---------- Source information

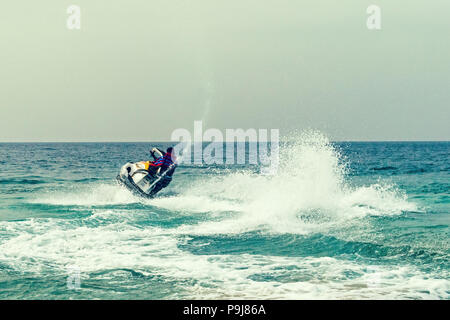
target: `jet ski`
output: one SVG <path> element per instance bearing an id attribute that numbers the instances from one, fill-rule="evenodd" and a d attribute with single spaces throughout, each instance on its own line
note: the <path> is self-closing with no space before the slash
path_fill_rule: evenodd
<path id="1" fill-rule="evenodd" d="M 159 150 L 157 153 L 161 154 Z M 167 173 L 173 172 L 173 170 L 171 170 L 172 166 L 162 173 L 160 172 L 161 169 L 157 171 L 148 170 L 148 163 L 149 161 L 126 163 L 120 169 L 116 178 L 117 181 L 137 196 L 153 198 L 172 181 L 172 176 Z"/>

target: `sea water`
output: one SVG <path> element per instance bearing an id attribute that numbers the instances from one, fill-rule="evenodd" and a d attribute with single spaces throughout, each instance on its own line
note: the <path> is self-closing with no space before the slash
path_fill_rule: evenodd
<path id="1" fill-rule="evenodd" d="M 449 299 L 450 143 L 289 137 L 276 174 L 168 143 L 0 144 L 0 299 Z"/>

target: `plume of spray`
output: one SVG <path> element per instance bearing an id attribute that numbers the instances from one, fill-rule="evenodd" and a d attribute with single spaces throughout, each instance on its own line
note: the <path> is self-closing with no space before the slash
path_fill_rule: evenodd
<path id="1" fill-rule="evenodd" d="M 280 146 L 276 175 L 241 171 L 208 177 L 183 192 L 212 201 L 212 208 L 223 200 L 239 207 L 239 217 L 207 222 L 197 231 L 306 233 L 367 215 L 417 210 L 395 186 L 352 186 L 344 157 L 323 133 L 308 130 L 289 138 Z"/>
<path id="2" fill-rule="evenodd" d="M 296 228 L 311 210 L 333 212 L 344 189 L 345 166 L 328 138 L 313 130 L 294 136 L 280 148 L 278 174 L 255 186 L 245 206 L 248 219 L 275 229 Z"/>

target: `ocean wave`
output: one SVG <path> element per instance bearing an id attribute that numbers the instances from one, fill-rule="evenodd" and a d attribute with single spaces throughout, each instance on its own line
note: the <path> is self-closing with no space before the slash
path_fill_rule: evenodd
<path id="1" fill-rule="evenodd" d="M 88 184 L 40 194 L 29 202 L 59 206 L 101 206 L 132 204 L 141 201 L 142 199 L 117 184 Z"/>
<path id="2" fill-rule="evenodd" d="M 180 284 L 180 290 L 165 296 L 168 299 L 449 298 L 448 280 L 411 265 L 258 252 L 193 254 L 180 246 L 174 230 L 123 223 L 88 228 L 34 219 L 13 229 L 18 236 L 0 243 L 3 263 L 31 275 L 62 277 L 75 265 L 82 286 L 109 270 L 131 270 L 139 277 L 158 276 Z"/>
<path id="3" fill-rule="evenodd" d="M 370 170 L 374 170 L 374 171 L 387 171 L 387 170 L 397 170 L 398 168 L 396 167 L 391 167 L 391 166 L 386 166 L 386 167 L 373 167 L 370 168 Z"/>
<path id="4" fill-rule="evenodd" d="M 42 183 L 48 183 L 48 181 L 39 179 L 27 179 L 27 178 L 0 179 L 0 184 L 42 184 Z"/>

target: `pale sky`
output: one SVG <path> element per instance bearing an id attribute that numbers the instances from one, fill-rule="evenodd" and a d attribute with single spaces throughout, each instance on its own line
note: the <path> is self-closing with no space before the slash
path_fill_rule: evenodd
<path id="1" fill-rule="evenodd" d="M 450 140 L 449 17 L 448 0 L 4 1 L 0 141 L 166 141 L 194 120 Z"/>

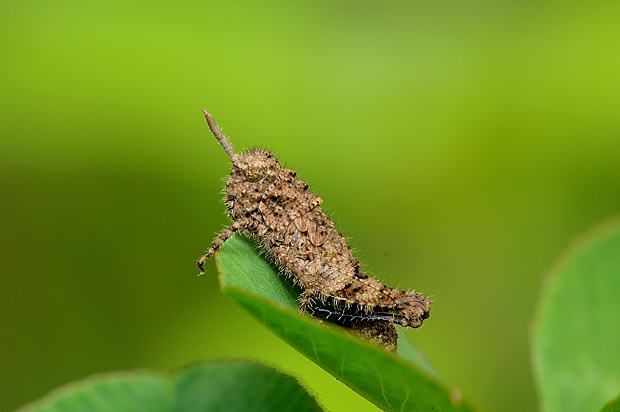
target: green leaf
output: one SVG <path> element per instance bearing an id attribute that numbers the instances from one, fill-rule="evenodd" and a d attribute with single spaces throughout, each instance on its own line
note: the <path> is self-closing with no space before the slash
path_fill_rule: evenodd
<path id="1" fill-rule="evenodd" d="M 220 361 L 192 366 L 173 375 L 95 375 L 57 389 L 19 412 L 320 410 L 291 376 L 254 362 Z"/>
<path id="2" fill-rule="evenodd" d="M 620 396 L 607 402 L 600 412 L 620 412 Z"/>
<path id="3" fill-rule="evenodd" d="M 216 255 L 224 293 L 306 357 L 384 410 L 473 411 L 440 384 L 419 352 L 401 337 L 399 355 L 299 313 L 290 282 L 253 242 L 233 236 Z"/>
<path id="4" fill-rule="evenodd" d="M 620 392 L 620 224 L 578 242 L 551 270 L 533 327 L 547 412 L 594 411 Z"/>

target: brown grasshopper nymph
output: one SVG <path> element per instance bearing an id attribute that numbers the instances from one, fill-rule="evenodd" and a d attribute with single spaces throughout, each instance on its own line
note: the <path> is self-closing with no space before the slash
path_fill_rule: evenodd
<path id="1" fill-rule="evenodd" d="M 369 330 L 422 325 L 430 314 L 428 298 L 363 273 L 347 240 L 322 210 L 323 200 L 308 191 L 306 182 L 266 150 L 235 153 L 209 112 L 204 115 L 232 162 L 225 201 L 232 223 L 198 260 L 201 271 L 226 239 L 240 232 L 258 239 L 280 272 L 301 288 L 302 311 L 340 324 L 386 324 Z M 395 339 L 395 333 L 388 335 Z"/>

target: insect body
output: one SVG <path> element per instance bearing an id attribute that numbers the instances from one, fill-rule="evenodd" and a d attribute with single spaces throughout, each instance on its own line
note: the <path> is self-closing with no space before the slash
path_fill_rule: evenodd
<path id="1" fill-rule="evenodd" d="M 390 288 L 363 273 L 345 237 L 321 209 L 323 200 L 268 151 L 234 153 L 211 115 L 206 110 L 204 114 L 232 161 L 226 183 L 232 224 L 198 260 L 201 270 L 239 231 L 258 239 L 280 271 L 302 289 L 302 311 L 344 325 L 372 324 L 370 329 L 385 330 L 384 323 L 392 330 L 392 324 L 422 325 L 430 313 L 429 299 Z"/>

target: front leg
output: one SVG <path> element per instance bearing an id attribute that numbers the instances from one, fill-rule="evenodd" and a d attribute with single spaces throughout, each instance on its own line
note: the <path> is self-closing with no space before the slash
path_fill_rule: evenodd
<path id="1" fill-rule="evenodd" d="M 207 250 L 205 254 L 202 255 L 200 259 L 198 259 L 198 261 L 196 262 L 196 266 L 198 266 L 198 269 L 200 269 L 201 272 L 204 272 L 205 270 L 204 265 L 207 259 L 213 256 L 213 254 L 219 250 L 219 248 L 224 244 L 224 242 L 226 242 L 229 237 L 234 235 L 239 229 L 243 228 L 244 223 L 244 221 L 235 220 L 230 226 L 222 230 L 222 232 L 213 241 L 213 244 L 211 245 L 209 250 Z"/>

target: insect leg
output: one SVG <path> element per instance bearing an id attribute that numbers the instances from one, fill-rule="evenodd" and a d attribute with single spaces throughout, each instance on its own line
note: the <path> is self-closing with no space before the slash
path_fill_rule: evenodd
<path id="1" fill-rule="evenodd" d="M 351 329 L 362 338 L 391 352 L 395 352 L 398 347 L 398 334 L 394 324 L 391 322 L 360 323 L 351 326 Z"/>
<path id="2" fill-rule="evenodd" d="M 196 262 L 196 266 L 198 266 L 198 268 L 204 272 L 205 262 L 211 256 L 213 256 L 215 252 L 218 251 L 218 249 L 224 244 L 224 242 L 226 242 L 229 237 L 234 235 L 242 227 L 244 227 L 244 222 L 240 220 L 235 220 L 230 226 L 222 230 L 222 232 L 220 232 L 220 234 L 213 241 L 213 244 L 211 245 L 209 250 L 207 250 L 205 254 L 200 257 L 200 259 L 198 259 L 198 261 Z"/>
<path id="3" fill-rule="evenodd" d="M 306 313 L 308 309 L 312 306 L 312 303 L 315 299 L 314 293 L 306 289 L 299 295 L 299 311 L 301 313 Z"/>

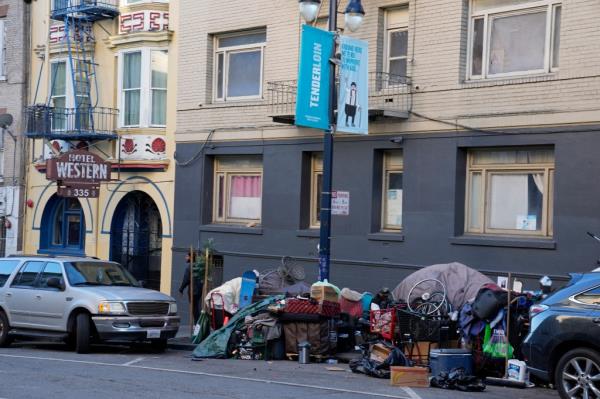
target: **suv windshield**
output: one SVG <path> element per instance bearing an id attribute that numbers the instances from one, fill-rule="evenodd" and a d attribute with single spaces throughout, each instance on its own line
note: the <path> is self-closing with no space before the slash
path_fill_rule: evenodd
<path id="1" fill-rule="evenodd" d="M 137 286 L 133 276 L 117 263 L 108 262 L 68 262 L 65 271 L 69 283 L 77 285 Z"/>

--------------------

How to complete this task: A single number is the whole answer here: the number of lines in the data containing "insect".

Answer area: 2